Set exercise. Your task is to reproduce exactly the lines from the line with "ceiling fan with" through the end of the records below.

Data supplied.
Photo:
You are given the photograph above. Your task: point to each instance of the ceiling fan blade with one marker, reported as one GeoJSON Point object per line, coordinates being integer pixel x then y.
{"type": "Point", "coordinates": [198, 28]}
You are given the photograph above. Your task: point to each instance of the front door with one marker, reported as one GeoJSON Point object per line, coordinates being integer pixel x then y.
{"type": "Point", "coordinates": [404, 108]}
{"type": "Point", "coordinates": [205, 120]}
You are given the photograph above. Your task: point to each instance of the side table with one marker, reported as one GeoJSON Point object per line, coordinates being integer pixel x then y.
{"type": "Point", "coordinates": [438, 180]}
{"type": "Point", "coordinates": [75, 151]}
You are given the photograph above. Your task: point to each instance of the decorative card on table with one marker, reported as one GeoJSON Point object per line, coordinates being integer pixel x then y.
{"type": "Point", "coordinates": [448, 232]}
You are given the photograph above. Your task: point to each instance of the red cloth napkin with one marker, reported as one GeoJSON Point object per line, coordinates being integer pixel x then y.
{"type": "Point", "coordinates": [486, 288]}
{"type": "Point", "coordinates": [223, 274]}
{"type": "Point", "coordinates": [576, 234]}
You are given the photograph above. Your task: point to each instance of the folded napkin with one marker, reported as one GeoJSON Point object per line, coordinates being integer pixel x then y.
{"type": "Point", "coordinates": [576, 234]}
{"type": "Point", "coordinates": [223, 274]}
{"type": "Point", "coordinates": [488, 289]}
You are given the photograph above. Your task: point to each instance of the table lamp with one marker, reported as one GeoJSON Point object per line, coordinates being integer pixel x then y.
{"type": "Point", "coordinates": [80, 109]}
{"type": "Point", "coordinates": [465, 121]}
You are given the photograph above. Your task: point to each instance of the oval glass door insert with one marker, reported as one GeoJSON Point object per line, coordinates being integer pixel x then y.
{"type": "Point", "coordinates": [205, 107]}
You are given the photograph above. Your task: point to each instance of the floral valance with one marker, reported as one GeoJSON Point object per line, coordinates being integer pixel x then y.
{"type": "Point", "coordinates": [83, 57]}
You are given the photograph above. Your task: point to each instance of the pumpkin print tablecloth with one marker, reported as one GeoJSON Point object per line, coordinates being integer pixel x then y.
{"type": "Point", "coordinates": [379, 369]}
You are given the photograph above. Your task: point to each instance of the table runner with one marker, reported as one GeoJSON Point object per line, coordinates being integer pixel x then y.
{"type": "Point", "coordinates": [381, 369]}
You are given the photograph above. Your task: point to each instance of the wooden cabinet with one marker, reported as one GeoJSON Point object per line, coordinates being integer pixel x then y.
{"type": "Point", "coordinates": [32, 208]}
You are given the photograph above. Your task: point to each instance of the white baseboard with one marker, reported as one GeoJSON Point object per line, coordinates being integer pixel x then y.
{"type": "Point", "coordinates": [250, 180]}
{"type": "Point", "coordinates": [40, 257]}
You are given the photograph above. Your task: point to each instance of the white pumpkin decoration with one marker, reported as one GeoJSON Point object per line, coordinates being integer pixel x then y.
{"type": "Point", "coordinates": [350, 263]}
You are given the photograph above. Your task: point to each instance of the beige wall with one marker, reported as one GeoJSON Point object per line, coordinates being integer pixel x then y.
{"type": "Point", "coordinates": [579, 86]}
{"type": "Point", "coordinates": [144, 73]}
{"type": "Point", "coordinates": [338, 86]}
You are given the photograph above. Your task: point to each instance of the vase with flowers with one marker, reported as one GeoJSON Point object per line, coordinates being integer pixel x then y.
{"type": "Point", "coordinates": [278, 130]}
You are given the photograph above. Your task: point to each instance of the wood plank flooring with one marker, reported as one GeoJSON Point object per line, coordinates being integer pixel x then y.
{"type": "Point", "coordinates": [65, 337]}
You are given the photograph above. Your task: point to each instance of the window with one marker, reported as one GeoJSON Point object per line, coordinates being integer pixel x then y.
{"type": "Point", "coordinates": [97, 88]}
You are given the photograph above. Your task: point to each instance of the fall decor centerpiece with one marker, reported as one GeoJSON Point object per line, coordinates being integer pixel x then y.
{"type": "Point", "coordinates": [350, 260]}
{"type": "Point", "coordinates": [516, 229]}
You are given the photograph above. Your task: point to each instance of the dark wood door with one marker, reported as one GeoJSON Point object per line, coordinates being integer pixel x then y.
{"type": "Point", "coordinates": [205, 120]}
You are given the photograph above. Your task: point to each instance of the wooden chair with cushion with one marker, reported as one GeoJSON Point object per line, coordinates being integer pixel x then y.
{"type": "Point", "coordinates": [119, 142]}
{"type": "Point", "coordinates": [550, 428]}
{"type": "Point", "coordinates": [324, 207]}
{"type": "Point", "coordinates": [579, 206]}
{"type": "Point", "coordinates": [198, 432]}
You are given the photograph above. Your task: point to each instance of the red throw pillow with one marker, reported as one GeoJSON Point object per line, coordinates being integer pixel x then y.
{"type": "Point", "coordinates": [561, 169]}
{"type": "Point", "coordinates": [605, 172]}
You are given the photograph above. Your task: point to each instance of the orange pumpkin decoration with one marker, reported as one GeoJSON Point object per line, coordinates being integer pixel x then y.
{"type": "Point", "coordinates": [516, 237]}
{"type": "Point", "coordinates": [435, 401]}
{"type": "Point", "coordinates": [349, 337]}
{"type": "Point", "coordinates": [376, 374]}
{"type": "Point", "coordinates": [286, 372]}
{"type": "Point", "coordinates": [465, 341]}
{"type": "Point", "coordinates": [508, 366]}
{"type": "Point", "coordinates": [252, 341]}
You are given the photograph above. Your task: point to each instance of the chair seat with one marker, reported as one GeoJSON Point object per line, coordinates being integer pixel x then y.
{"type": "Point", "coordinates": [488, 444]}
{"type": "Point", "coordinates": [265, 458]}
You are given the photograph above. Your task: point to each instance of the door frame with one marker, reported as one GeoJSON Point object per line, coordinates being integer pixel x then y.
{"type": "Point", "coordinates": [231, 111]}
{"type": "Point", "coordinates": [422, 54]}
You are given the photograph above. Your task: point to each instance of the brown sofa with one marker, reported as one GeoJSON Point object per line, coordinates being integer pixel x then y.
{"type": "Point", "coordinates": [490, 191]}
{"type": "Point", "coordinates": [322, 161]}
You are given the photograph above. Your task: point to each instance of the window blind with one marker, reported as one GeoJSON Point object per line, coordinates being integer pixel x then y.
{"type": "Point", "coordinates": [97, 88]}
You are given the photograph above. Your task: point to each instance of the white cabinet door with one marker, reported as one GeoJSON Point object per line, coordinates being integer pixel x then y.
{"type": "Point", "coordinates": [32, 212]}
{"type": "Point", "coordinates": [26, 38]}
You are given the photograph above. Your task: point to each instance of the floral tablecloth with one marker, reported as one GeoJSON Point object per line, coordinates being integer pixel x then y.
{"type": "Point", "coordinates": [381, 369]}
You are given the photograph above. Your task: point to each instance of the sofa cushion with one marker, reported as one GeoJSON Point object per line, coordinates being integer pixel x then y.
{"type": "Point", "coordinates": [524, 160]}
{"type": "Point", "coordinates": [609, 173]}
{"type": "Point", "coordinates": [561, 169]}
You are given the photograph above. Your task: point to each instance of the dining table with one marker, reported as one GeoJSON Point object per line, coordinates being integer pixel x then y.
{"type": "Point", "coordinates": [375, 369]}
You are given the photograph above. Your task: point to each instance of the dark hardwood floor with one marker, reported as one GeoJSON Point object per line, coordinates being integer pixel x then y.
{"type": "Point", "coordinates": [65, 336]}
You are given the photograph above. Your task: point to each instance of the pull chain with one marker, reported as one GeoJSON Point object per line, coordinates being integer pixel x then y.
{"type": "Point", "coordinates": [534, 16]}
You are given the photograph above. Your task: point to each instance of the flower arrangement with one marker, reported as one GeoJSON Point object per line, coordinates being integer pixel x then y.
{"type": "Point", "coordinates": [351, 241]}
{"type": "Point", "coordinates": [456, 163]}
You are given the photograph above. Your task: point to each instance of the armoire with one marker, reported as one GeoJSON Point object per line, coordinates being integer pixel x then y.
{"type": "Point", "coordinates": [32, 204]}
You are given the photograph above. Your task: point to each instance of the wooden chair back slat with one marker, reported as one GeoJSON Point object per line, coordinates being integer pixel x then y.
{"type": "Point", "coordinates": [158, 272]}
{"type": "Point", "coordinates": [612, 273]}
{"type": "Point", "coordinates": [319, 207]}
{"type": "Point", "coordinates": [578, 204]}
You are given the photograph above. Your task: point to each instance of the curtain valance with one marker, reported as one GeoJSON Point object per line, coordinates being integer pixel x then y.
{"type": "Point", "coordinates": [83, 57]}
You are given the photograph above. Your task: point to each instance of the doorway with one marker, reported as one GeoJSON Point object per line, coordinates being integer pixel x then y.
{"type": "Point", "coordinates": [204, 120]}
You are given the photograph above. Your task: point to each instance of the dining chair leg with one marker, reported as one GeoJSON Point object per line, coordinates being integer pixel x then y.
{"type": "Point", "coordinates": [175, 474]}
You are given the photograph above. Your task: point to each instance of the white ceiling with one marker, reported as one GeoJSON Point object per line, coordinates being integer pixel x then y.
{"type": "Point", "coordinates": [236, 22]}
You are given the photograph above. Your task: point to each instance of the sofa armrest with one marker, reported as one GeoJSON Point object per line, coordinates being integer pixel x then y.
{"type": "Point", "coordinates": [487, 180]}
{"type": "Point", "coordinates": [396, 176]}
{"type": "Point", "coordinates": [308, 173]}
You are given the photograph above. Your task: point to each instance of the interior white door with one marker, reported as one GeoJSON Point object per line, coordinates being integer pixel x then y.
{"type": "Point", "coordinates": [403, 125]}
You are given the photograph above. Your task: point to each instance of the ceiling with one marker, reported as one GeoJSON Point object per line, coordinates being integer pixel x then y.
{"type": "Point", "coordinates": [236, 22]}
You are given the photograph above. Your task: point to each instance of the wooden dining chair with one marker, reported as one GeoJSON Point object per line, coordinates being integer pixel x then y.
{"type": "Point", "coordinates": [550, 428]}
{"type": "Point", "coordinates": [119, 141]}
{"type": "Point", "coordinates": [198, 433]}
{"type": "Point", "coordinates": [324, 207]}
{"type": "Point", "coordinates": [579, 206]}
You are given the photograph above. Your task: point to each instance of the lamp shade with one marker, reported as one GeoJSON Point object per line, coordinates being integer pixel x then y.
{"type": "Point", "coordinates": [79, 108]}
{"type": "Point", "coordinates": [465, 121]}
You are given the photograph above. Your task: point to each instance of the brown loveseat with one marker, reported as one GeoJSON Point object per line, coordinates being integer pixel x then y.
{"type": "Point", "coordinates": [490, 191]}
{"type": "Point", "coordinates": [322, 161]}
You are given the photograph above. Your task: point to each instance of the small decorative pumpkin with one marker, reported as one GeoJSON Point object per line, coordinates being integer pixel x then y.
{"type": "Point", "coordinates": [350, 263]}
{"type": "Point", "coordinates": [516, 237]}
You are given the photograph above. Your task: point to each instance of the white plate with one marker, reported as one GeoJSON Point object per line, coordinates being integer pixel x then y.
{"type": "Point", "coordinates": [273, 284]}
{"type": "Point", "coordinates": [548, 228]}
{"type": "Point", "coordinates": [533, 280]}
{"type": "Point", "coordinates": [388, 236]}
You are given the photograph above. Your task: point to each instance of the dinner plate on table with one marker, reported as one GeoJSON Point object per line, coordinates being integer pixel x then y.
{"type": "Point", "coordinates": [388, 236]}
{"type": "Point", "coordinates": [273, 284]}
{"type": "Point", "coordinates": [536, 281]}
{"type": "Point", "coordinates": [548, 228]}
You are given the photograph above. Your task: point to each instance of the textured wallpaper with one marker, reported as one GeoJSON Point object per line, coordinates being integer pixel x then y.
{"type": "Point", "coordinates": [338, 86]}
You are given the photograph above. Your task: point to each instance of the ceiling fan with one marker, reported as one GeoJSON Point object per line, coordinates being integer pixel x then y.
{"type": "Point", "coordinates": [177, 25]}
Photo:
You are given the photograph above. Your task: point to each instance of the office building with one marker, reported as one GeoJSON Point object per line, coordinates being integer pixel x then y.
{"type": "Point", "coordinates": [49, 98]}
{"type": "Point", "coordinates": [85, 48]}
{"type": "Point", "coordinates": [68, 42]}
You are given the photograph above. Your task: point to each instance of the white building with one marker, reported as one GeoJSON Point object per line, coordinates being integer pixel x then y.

Reply.
You are given the photograph above. Your task: point to each instance of the ceiling fan with one marker, reported as one GeoJSON Point object per line, coordinates being integer pixel x then y.
{"type": "Point", "coordinates": [177, 25]}
Photo:
You are given the photograph above. Your task: point to each instance of the office building with one marker, reported as one GeoJSON Point object per line, coordinates being integer pixel x then y.
{"type": "Point", "coordinates": [49, 98]}
{"type": "Point", "coordinates": [85, 48]}
{"type": "Point", "coordinates": [68, 42]}
You are given the photograph above. Your task: point to each instance of the white building with one marker, reported as one GeoJSON Point object per line, coordinates being integer pixel x then y.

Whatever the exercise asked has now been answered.